Work request: These records need to be repeated exactly, every one of them.

Dataset entries

┄┄┄┄┄┄

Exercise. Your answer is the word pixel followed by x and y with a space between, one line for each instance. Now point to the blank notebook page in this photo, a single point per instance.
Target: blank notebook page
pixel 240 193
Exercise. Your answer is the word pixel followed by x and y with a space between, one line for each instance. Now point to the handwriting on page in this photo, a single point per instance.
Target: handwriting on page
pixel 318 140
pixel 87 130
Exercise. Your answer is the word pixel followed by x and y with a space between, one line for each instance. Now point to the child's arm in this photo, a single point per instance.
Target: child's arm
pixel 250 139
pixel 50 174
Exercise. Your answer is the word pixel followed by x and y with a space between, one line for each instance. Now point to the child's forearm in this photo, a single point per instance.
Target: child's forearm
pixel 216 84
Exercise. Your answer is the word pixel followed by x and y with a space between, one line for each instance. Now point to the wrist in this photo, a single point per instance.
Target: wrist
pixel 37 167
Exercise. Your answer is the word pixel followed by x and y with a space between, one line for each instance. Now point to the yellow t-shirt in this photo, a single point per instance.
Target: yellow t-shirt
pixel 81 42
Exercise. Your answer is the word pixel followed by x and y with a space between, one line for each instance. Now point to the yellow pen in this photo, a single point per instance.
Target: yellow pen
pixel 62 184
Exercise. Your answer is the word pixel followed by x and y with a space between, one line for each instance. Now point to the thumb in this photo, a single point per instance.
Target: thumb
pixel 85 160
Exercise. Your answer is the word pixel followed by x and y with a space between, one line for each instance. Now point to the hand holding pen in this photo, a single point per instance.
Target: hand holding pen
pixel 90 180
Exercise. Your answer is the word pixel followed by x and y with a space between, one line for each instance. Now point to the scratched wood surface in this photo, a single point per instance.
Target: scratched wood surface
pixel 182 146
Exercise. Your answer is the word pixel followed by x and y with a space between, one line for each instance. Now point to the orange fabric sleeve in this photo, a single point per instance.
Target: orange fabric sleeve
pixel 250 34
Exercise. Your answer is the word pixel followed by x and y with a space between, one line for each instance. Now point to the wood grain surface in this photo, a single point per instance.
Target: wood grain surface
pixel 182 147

┄┄┄┄┄┄

Response:
Exercise. Your answer is the word pixel followed by x and y with a space between, one line for each instance. Now point to the blank notebook page in this photo, a single point per instance.
Target: blank notebook page
pixel 240 193
Exercise. Your answer is the word pixel followed by x and y with a space between, one line for each instance. Now point to the handwriting on page in this photo, a single point per instance.
Target: handwriting on page
pixel 318 140
pixel 87 130
Exercise. Your answer is the word pixel followed by x and y with a space between, one line for each instance. Now point to the child's arm in this photo, a single point per instance.
Target: child's arm
pixel 250 139
pixel 50 174
Exercise. Your answer is the word pixel followed by x and y with a space between, one line for each instance. Now point to the child's forearm in this photo, a single point per instance.
Target: child's forearm
pixel 216 84
Exercise. Your answer is the word pixel followed by x and y with a space between, one line for each instance. Now point to the wrist in this photo, a single point per instance.
Target: wrist
pixel 37 167
Exercise. Your answer is the word pixel followed by x and y with a space between, one line for each instance. Now point to the yellow t-shirt in this photo, a single point per instance.
Target: yellow t-shirt
pixel 81 42
Exercise. Your answer is the word pixel followed by x and y with a space between, one line for each instance. Now point to the yellow pen in this photo, a single point per instance.
Target: yellow pen
pixel 62 184
Exercise. Your answer is the word pixel followed by x and y with a space between, one line for each instance. Now point to the thumb in this photo, a single point per instance.
Target: thumb
pixel 85 160
Exercise. Your answer is the word pixel followed by x and y with a space between, one line for each instance. Now point to the hand holding pen in this photo, a single point per instance.
Target: hand holding pen
pixel 90 180
Exercise. Your answer is the word pixel followed by x and y with a space between, one line for each instance. Now point to the scratched wood surface in this photo, a single point per instance.
Target: scratched wood surface
pixel 182 146
Exercise. Your answer is the word pixel followed by x and y with a space between, one line for each instance. Now point to the orange fabric sleeve in this photo, a single point per instance.
Target: orange fabric sleeve
pixel 250 34
Exercise. Your answer is the word pixel followed by x and y with a space between, one line for each instance. Now point to the wood grain surface in this photo, a single point per instance.
Target: wood grain surface
pixel 182 147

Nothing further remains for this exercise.